Job item:
Copy all of the rows below verbatim, leaving out the pictures.

Entries supplied:
* * * * * * * * *
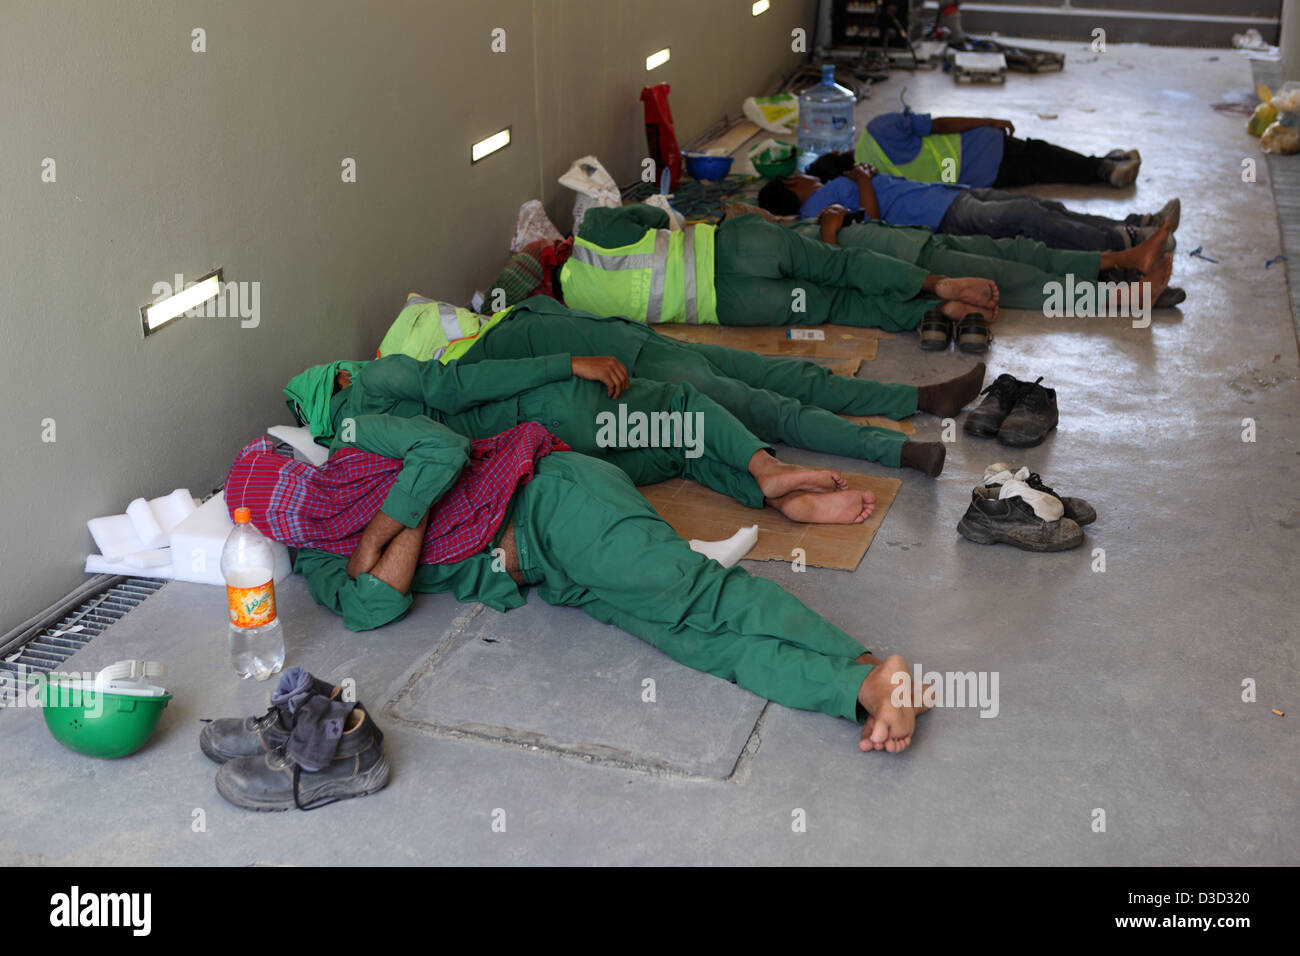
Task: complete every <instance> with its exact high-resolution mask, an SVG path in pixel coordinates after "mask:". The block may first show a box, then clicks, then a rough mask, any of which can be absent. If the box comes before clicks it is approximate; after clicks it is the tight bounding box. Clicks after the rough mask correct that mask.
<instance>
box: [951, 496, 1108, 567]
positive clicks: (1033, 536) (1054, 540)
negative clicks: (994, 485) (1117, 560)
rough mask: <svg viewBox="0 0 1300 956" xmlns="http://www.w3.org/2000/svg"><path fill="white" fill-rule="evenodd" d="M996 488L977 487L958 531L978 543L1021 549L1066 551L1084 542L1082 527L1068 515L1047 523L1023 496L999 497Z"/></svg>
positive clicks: (1046, 550) (1036, 550)
mask: <svg viewBox="0 0 1300 956" xmlns="http://www.w3.org/2000/svg"><path fill="white" fill-rule="evenodd" d="M997 494H998V493H997V490H996V489H989V488H984V486H983V485H979V486H976V488H975V489H974V490H972V492H971V503H970V507H969V509H966V514H965V515H963V516H962V520H961V522H958V524H957V532H958V533H959V535H961V536H962V537H965V538H966V540H967V541H974V542H975V544H979V545H996V544H1008V545H1011V546H1013V548H1019V549H1021V550H1022V551H1067V550H1070V549H1071V548H1078V546H1079V545H1082V544H1083V528H1080V527H1079V525H1078V524H1075V523H1074V522H1071V520H1070V519H1069V518H1058V519H1057V520H1054V522H1047V520H1044V519H1041V518H1039V516H1037V514H1035V511H1034V507H1032V506H1031V505H1030V502H1027V501H1026V499H1024V498H1021V497H1011V498H998V497H997Z"/></svg>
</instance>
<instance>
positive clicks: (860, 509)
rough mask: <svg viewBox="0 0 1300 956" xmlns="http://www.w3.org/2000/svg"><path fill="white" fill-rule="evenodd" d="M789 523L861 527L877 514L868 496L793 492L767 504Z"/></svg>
mask: <svg viewBox="0 0 1300 956" xmlns="http://www.w3.org/2000/svg"><path fill="white" fill-rule="evenodd" d="M767 503H768V505H771V506H772V507H775V509H777V510H779V511H780V512H781V514H783V515H785V516H787V518H789V519H790V520H792V522H803V523H805V524H862V523H863V522H865V520H867V519H868V518H871V512H872V511H875V510H876V496H875V494H872V493H871V492H826V493H823V494H809V493H805V492H794V493H793V494H787V496H785V497H784V498H772V499H768V502H767Z"/></svg>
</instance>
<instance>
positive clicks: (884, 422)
mask: <svg viewBox="0 0 1300 956" xmlns="http://www.w3.org/2000/svg"><path fill="white" fill-rule="evenodd" d="M840 418H841V419H849V421H852V423H854V424H855V425H875V427H876V428H892V429H894V431H896V432H902V433H904V434H915V433H917V427H915V425H914V424H911V423H910V421H894V420H893V419H887V418H884V416H883V415H841V416H840Z"/></svg>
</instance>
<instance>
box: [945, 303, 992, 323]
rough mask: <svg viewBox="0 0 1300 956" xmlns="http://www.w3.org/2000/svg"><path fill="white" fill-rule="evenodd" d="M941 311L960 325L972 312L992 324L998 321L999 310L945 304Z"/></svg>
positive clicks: (947, 303)
mask: <svg viewBox="0 0 1300 956" xmlns="http://www.w3.org/2000/svg"><path fill="white" fill-rule="evenodd" d="M939 311H940V312H943V313H944V315H946V316H948V317H949V319H952V320H953V321H954V323H959V321H961V320H962V319H965V317H966V316H969V315H970V313H971V312H974V313H975V315H978V316H979V317H980V319H983V320H984V321H987V323H989V324H992V323H996V321H997V308H996V307H995V308H979V307H978V306H969V304H966V303H965V302H945V303H944V304H941V306H940V307H939Z"/></svg>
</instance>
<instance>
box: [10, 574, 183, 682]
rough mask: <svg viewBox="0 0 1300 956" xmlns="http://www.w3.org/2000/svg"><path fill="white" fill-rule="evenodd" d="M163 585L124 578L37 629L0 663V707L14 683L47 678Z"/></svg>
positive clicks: (153, 579)
mask: <svg viewBox="0 0 1300 956" xmlns="http://www.w3.org/2000/svg"><path fill="white" fill-rule="evenodd" d="M164 584H166V581H161V580H157V579H153V578H125V579H120V580H118V581H117V583H113V584H110V585H109V587H108V588H105V589H104V591H101V592H100V593H98V594H95V596H92V597H88V598H87V600H86V601H83V602H82V604H81V605H78V606H77V607H75V609H73V610H69V611H65V613H64V614H62V615H59V618H57V620H51V622H49V623H47V624H43V626H40V627H39V628H38V630H36V631H35V632H34V633H32V635H31V636H30V637H29V639H27V640H26V641H25V643H23V644H21V645H19V646H17V648H14V649H10V650H9V653H8V656H6V657H5V658H4V659H3V661H0V705H4V704H8V702H9V697H12V696H13V695H14V693H16V682H23V680H25V679H26V675H27V674H32V672H39V674H48V672H49V671H52V670H55V669H56V667H59V666H60V665H62V663H64V661H66V659H68V658H69V657H72V656H73V654H75V653H77V652H78V650H81V649H82V648H85V646H86V645H87V644H90V643H91V641H92V640H94V639H95V637H98V636H99V635H101V633H103V632H104V631H107V630H108V628H109V626H112V624H113V623H116V622H117V620H121V619H122V618H123V617H125V615H126V614H129V613H130V611H133V610H135V609H136V607H139V606H140V605H142V604H143V602H144V600H146V598H147V597H148V596H149V594H153V593H155V592H157V591H159V589H160V588H161V587H162V585H164Z"/></svg>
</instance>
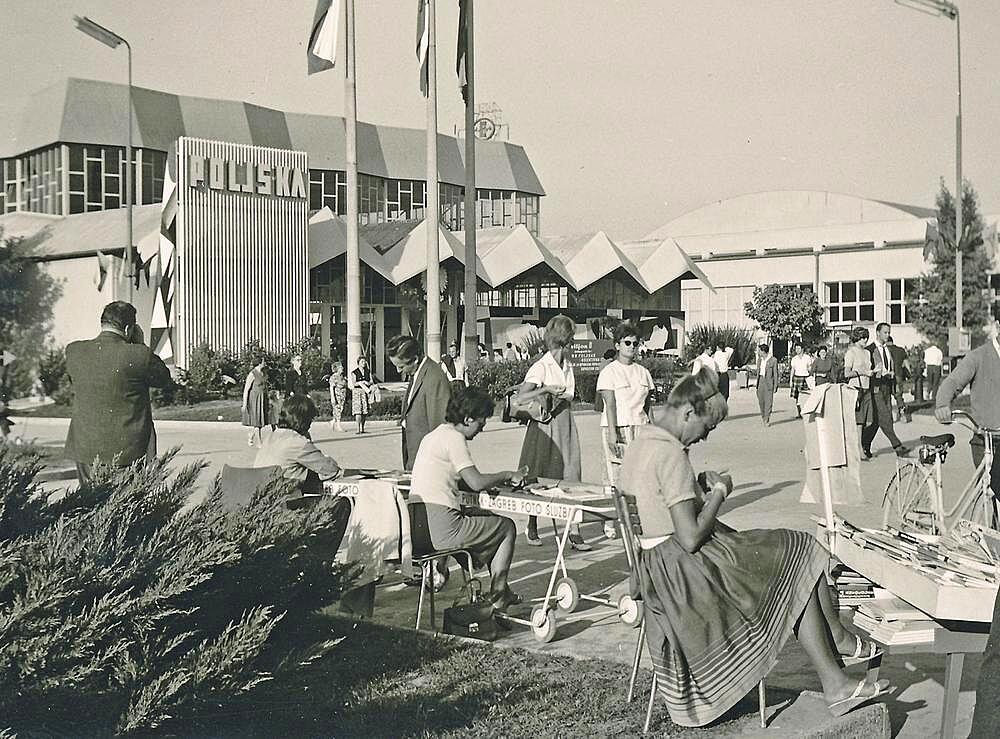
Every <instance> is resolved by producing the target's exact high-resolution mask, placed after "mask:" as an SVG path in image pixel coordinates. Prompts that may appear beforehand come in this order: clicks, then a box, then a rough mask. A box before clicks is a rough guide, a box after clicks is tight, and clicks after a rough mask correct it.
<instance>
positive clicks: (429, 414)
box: [403, 360, 451, 470]
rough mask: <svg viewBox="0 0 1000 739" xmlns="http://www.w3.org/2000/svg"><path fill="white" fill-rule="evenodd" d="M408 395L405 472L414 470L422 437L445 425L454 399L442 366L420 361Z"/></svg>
mask: <svg viewBox="0 0 1000 739" xmlns="http://www.w3.org/2000/svg"><path fill="white" fill-rule="evenodd" d="M421 362H422V363H421V366H420V368H419V369H418V370H417V374H416V375H414V377H413V380H412V382H411V384H410V387H409V388H408V389H407V390H408V391H407V394H406V396H404V398H403V420H404V424H403V469H404V470H410V469H413V461H414V460H415V459H416V458H417V448H418V447H419V446H420V442H421V441H422V440H423V438H424V437H425V436H426V435H427V434H428V433H430V432H431V431H433V430H434V429H436V428H437V427H438V426H440V425H441V424H442V423H444V414H445V411H446V410H447V409H448V401H449V400H450V399H451V383H450V382H448V377H447V375H445V373H444V370H442V369H441V366H440V365H439V364H438V363H437V362H434V361H430V360H428V361H426V362H424V361H423V360H421Z"/></svg>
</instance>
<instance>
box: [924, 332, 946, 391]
mask: <svg viewBox="0 0 1000 739" xmlns="http://www.w3.org/2000/svg"><path fill="white" fill-rule="evenodd" d="M943 362H944V353H943V352H942V351H941V349H940V348H939V347H938V345H937V344H931V345H930V346H928V347H927V348H926V349H924V367H926V368H927V369H926V373H927V394H928V395H929V396H930V399H931V400H937V388H938V385H940V384H941V364H942V363H943ZM921 400H922V398H921Z"/></svg>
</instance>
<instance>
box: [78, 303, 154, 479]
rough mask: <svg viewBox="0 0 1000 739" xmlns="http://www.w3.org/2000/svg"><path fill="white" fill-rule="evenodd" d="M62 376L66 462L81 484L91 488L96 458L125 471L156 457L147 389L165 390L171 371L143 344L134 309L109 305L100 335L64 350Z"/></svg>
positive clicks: (123, 306)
* * * * * * * * *
Answer box:
Task: complete every <instance> with its exact high-resolution mask, an SVG path in pixel coordinates after "mask:". The block may first show a box, then clicks, then a rough mask, any of which can be absent. If the box comes before clicks it is approximate; after clicks it is the tight bounding box. Clicks after the rough mask correct that mask.
<instance>
box: [951, 496, 1108, 567]
positive clicks: (1033, 536) (1054, 540)
negative clicks: (994, 485) (1117, 560)
rough mask: <svg viewBox="0 0 1300 956" xmlns="http://www.w3.org/2000/svg"><path fill="white" fill-rule="evenodd" d="M996 488L977 487L958 531L978 543L1021 549L1066 551L1084 542L1082 527L1068 515L1047 523L1023 496L999 497Z"/></svg>
positive clicks: (1046, 550) (1036, 550)
mask: <svg viewBox="0 0 1300 956" xmlns="http://www.w3.org/2000/svg"><path fill="white" fill-rule="evenodd" d="M997 494H998V493H997V490H996V489H989V488H984V486H983V485H979V486H976V488H975V489H974V490H972V492H971V503H970V507H969V509H966V514H965V515H963V516H962V520H961V522H958V524H957V532H958V533H959V535H961V536H962V537H965V538H966V540H967V541H974V542H975V544H979V545H996V544H1008V545H1011V546H1013V548H1019V549H1021V550H1022V551H1067V550H1070V549H1071V548H1078V546H1079V545H1082V544H1083V528H1080V527H1079V525H1078V524H1075V523H1074V522H1071V520H1070V519H1069V518H1058V519H1057V520H1054V522H1047V520H1044V519H1041V518H1039V516H1037V514H1035V511H1034V507H1032V506H1031V505H1030V502H1027V501H1026V499H1024V498H1021V497H1011V498H998V497H997Z"/></svg>
</instance>
<instance>
positive clicks: (860, 509)
rough mask: <svg viewBox="0 0 1300 956" xmlns="http://www.w3.org/2000/svg"><path fill="white" fill-rule="evenodd" d="M789 523L861 527L877 514L868 496L793 492L767 504Z"/></svg>
mask: <svg viewBox="0 0 1300 956" xmlns="http://www.w3.org/2000/svg"><path fill="white" fill-rule="evenodd" d="M767 503H768V505H771V506H772V507H775V509H777V510H779V511H780V512H781V514H783V515H785V516H787V518H789V519H790V520H792V522H803V523H805V524H862V523H863V522H865V520H867V519H868V518H871V512H872V511H875V510H876V496H875V494H872V493H871V492H826V493H823V494H809V493H805V492H794V493H793V494H787V496H785V497H784V498H772V499H768V502H767Z"/></svg>
</instance>
<instance>
positive clicks: (884, 422)
mask: <svg viewBox="0 0 1300 956" xmlns="http://www.w3.org/2000/svg"><path fill="white" fill-rule="evenodd" d="M840 418H841V419H849V421H852V423H854V424H855V425H875V427H876V428H892V429H894V431H896V432H902V433H904V434H915V433H917V427H915V425H914V424H911V423H910V421H894V420H893V419H887V418H884V416H883V415H841V416H840Z"/></svg>
</instance>
<instance>
box: [945, 303, 992, 323]
rough mask: <svg viewBox="0 0 1300 956" xmlns="http://www.w3.org/2000/svg"><path fill="white" fill-rule="evenodd" d="M941 311L960 325L972 312L992 324L998 321L999 310L945 304Z"/></svg>
positive clicks: (947, 303)
mask: <svg viewBox="0 0 1300 956" xmlns="http://www.w3.org/2000/svg"><path fill="white" fill-rule="evenodd" d="M939 311H940V312H943V313H944V315H946V316H948V317H949V319H952V320H953V321H954V323H959V321H961V320H962V319H965V317H966V316H969V315H970V313H971V312H974V313H975V315H978V316H979V317H980V319H983V320H984V321H987V323H989V324H992V323H996V321H997V308H996V307H995V308H979V307H978V306H969V304H966V303H965V302H945V303H944V304H941V306H940V307H939Z"/></svg>
</instance>
<instance>
box: [10, 574, 183, 682]
rough mask: <svg viewBox="0 0 1300 956" xmlns="http://www.w3.org/2000/svg"><path fill="white" fill-rule="evenodd" d="M163 585L124 578L37 629L0 663V707L14 683L47 678Z"/></svg>
positive clicks: (153, 579)
mask: <svg viewBox="0 0 1300 956" xmlns="http://www.w3.org/2000/svg"><path fill="white" fill-rule="evenodd" d="M164 584H166V581H161V580H157V579H153V578H125V579H120V580H118V581H117V583H113V584H110V585H109V587H108V588H105V589H104V591H101V592H100V593H98V594H95V596H92V597H88V598H87V600H86V601H83V602H82V604H81V605H78V606H77V607H75V609H73V610H69V611H65V613H64V614H62V615H59V618H57V620H51V622H49V623H47V624H43V626H40V627H39V628H38V630H36V631H35V632H34V633H32V635H31V636H30V637H29V639H27V640H26V641H25V643H23V644H21V645H19V646H17V648H14V649H10V650H9V653H8V656H6V657H5V658H4V659H3V661H0V705H4V704H8V702H9V697H12V696H13V695H14V693H16V682H23V680H25V679H26V675H27V674H32V672H39V674H48V672H49V671H52V670H55V669H56V667H59V666H60V665H62V663H64V661H66V659H68V658H69V657H72V656H73V654H75V653H77V652H78V650H81V649H82V648H85V646H86V645H87V644H90V643H91V641H92V640H94V639H95V637H98V636H99V635H101V633H103V632H104V631H107V630H108V628H109V626H112V624H113V623H116V622H117V620H121V619H122V618H123V617H125V615H126V614H129V613H130V611H133V610H135V609H136V607H139V606H140V605H142V604H143V602H144V600H146V598H147V597H148V596H149V594H153V593H155V592H157V591H159V589H160V588H161V587H162V585H164Z"/></svg>
</instance>
Every <instance> is resolved by producing the target's exact high-resolution mask, placed after "mask:" as an SVG path in image pixel coordinates. Prompts that may appear beforehand come in this order: clicks, then a box, then a rough mask. A box before clicks is a rough guide, a box after clicks is tight, and clicks after a rough mask correct it.
<instance>
positive clicks: (429, 414)
box: [403, 360, 451, 470]
rough mask: <svg viewBox="0 0 1000 739" xmlns="http://www.w3.org/2000/svg"><path fill="white" fill-rule="evenodd" d="M408 395L405 472L414 470L422 437L445 425L454 399L442 366L420 361Z"/></svg>
mask: <svg viewBox="0 0 1000 739" xmlns="http://www.w3.org/2000/svg"><path fill="white" fill-rule="evenodd" d="M421 362H422V363H421V366H420V368H419V369H418V370H417V374H416V375H414V377H413V380H412V382H411V384H410V387H409V388H408V389H407V390H408V391H407V394H406V396H404V398H403V420H404V424H403V469H404V470H410V469H413V461H414V460H415V459H416V458H417V448H418V447H419V446H420V442H421V441H422V440H423V438H424V437H425V436H426V435H427V434H428V433H430V432H431V431H433V430H434V429H436V428H437V427H438V426H440V425H441V424H442V423H444V414H445V411H446V410H447V409H448V401H449V400H450V399H451V383H450V382H448V377H447V375H445V373H444V370H442V369H441V366H440V365H439V364H438V363H437V362H434V361H430V360H428V361H426V362H424V361H423V360H421Z"/></svg>
</instance>
<instance>
box: [924, 332, 946, 391]
mask: <svg viewBox="0 0 1000 739" xmlns="http://www.w3.org/2000/svg"><path fill="white" fill-rule="evenodd" d="M943 362H944V353H943V352H942V351H941V349H940V348H939V347H938V345H937V344H931V345H930V346H928V347H927V348H926V349H924V367H926V368H927V369H926V373H927V394H928V395H929V396H930V399H931V400H937V388H938V385H940V384H941V364H942V363H943ZM921 400H922V398H921Z"/></svg>
</instance>
<instance>
box: [78, 303, 154, 479]
rough mask: <svg viewBox="0 0 1000 739" xmlns="http://www.w3.org/2000/svg"><path fill="white" fill-rule="evenodd" d="M62 376L66 462L81 484L91 488L96 458L125 471L156 457L147 389L165 390L171 371L143 344L134 309L109 305L100 335L64 350Z"/></svg>
positive clicks: (123, 306)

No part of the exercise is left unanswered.